REQUIRED ACTION: Entries follow. Give back exactly the lines starting at the one containing "Q: innermost point of each instance of the small" and ending at the one containing "Q: innermost point of each instance of the shrub, in", and no other lines.
START RECORDS
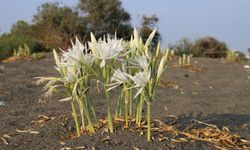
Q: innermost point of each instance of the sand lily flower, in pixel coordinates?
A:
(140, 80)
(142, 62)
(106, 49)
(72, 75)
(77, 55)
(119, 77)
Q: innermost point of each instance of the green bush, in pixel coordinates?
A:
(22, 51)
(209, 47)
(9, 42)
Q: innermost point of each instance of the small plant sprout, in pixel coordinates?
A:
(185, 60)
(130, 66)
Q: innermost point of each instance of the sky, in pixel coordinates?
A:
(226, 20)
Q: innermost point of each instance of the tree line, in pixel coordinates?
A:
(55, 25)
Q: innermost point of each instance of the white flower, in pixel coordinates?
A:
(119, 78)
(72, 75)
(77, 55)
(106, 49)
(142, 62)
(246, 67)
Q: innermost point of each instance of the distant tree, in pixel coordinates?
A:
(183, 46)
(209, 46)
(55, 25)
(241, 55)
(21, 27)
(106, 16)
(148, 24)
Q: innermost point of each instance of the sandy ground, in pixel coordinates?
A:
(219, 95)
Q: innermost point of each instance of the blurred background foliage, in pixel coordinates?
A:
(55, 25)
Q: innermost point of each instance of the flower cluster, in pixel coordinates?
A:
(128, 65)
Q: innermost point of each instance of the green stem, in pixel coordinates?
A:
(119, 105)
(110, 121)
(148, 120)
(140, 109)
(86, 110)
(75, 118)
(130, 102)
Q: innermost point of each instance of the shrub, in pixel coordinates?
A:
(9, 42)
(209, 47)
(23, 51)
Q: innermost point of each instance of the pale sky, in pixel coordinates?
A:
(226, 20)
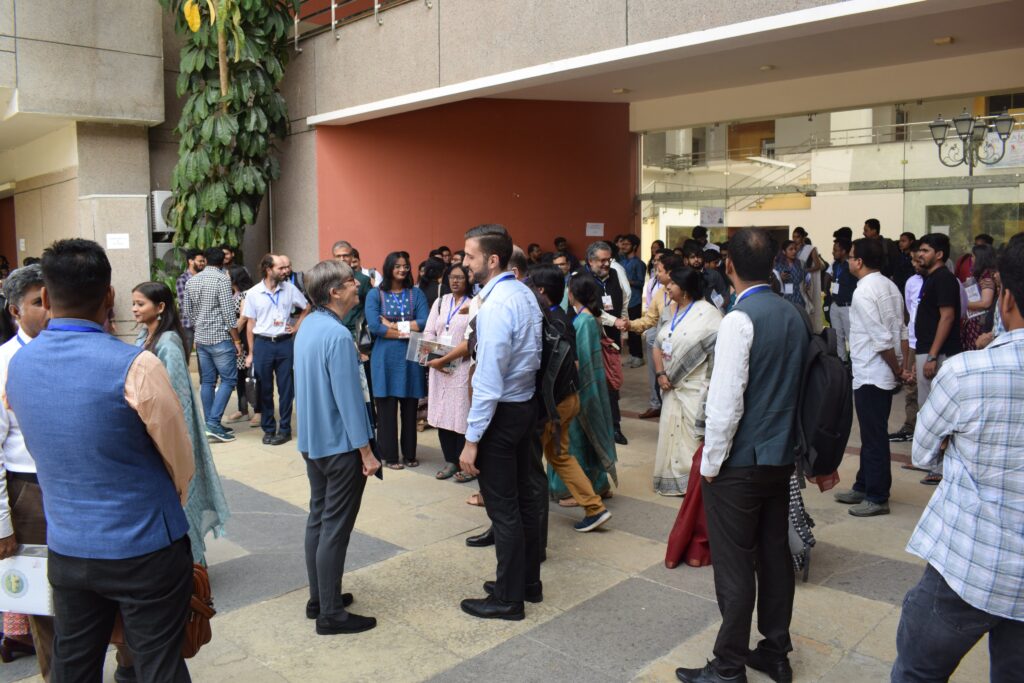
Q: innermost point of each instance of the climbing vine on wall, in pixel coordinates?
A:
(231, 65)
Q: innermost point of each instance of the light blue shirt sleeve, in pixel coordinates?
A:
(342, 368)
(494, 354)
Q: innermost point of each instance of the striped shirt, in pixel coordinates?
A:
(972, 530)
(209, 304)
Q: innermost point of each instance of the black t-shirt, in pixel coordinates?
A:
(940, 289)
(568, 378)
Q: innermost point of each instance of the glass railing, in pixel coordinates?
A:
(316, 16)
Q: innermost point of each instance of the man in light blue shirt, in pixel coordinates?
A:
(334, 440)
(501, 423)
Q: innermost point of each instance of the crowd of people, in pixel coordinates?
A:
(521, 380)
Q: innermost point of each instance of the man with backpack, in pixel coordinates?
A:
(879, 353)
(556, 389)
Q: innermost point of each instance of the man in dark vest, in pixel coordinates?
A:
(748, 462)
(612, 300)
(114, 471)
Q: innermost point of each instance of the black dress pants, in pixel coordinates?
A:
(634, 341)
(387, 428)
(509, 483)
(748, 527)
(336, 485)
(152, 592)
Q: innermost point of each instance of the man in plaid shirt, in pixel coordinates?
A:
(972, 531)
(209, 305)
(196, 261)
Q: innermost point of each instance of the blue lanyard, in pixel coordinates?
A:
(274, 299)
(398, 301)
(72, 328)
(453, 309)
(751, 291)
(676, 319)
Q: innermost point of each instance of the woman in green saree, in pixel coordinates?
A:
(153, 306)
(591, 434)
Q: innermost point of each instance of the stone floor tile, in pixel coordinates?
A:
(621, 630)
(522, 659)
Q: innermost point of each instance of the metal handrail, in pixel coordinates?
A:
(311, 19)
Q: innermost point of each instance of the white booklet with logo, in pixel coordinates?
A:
END RECORDS
START RECORDS
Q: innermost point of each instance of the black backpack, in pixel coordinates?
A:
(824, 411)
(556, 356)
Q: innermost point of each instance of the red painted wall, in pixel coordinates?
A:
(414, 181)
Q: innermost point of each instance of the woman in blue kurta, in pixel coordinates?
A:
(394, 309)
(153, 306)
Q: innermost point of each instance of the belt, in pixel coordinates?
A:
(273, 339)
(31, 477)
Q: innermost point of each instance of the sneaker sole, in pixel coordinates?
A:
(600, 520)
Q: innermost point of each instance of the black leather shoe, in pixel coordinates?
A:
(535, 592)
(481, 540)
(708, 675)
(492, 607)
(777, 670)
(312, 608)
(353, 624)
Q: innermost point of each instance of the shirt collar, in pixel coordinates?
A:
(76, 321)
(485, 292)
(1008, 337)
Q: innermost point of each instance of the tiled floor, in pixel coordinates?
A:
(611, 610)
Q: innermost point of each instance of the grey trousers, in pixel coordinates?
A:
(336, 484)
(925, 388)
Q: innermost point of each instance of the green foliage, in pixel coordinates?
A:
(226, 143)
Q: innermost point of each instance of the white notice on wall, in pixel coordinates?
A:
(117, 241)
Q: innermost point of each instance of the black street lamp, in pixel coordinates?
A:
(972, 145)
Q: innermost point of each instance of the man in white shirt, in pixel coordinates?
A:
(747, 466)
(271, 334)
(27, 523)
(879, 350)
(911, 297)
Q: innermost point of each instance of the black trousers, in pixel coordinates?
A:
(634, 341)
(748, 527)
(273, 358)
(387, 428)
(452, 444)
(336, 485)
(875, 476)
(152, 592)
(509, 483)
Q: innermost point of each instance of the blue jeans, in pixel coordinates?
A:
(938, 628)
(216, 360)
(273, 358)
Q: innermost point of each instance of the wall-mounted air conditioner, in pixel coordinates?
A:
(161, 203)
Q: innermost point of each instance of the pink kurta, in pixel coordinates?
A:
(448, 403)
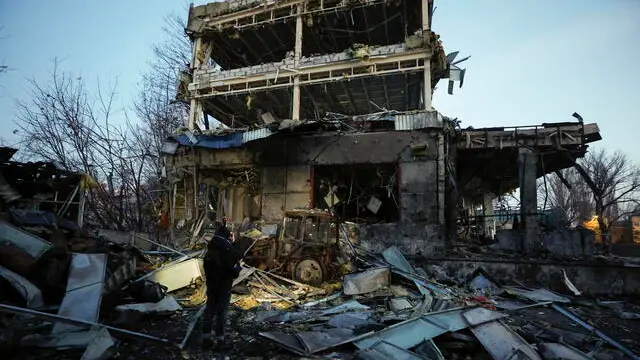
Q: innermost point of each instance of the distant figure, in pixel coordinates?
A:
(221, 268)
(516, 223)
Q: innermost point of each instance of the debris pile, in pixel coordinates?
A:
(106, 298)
END RECORDS
RESPONSE FOR THIS EXERCISE:
Q: innermost point of each instance of the small plant sprout, in pixel coordinates?
A:
(185, 60)
(130, 66)
Q: innermost point of each instance of the sky, in pixel coordinates?
A:
(226, 20)
Q: innermost point of each instance of the tree line, in pixel coordinates?
A:
(55, 25)
Q: innermost point of each instance of the white flower, in pixel coordinates?
A:
(119, 78)
(72, 75)
(77, 55)
(106, 49)
(142, 62)
(246, 67)
Q: innermost point of each instance of the distant tree, in pixel coordinates?
A:
(183, 46)
(209, 46)
(55, 25)
(241, 55)
(21, 27)
(106, 16)
(148, 24)
Q: innermost point of each instance of the sandy ground, in pixel coordinates?
A:
(219, 95)
Q: innermost point of each instance of the blurred background foliage, in pixel coordinates?
A:
(55, 25)
Q: innermost point of each instance of the flower cluster, in pixel coordinates?
A:
(128, 65)
Q: innermost point of each instance of the green stem, in pixel coordinates?
A:
(119, 105)
(110, 121)
(148, 120)
(140, 109)
(86, 110)
(75, 118)
(130, 102)
Q: innermost point of each instance of the shrub, in pixel coordinates?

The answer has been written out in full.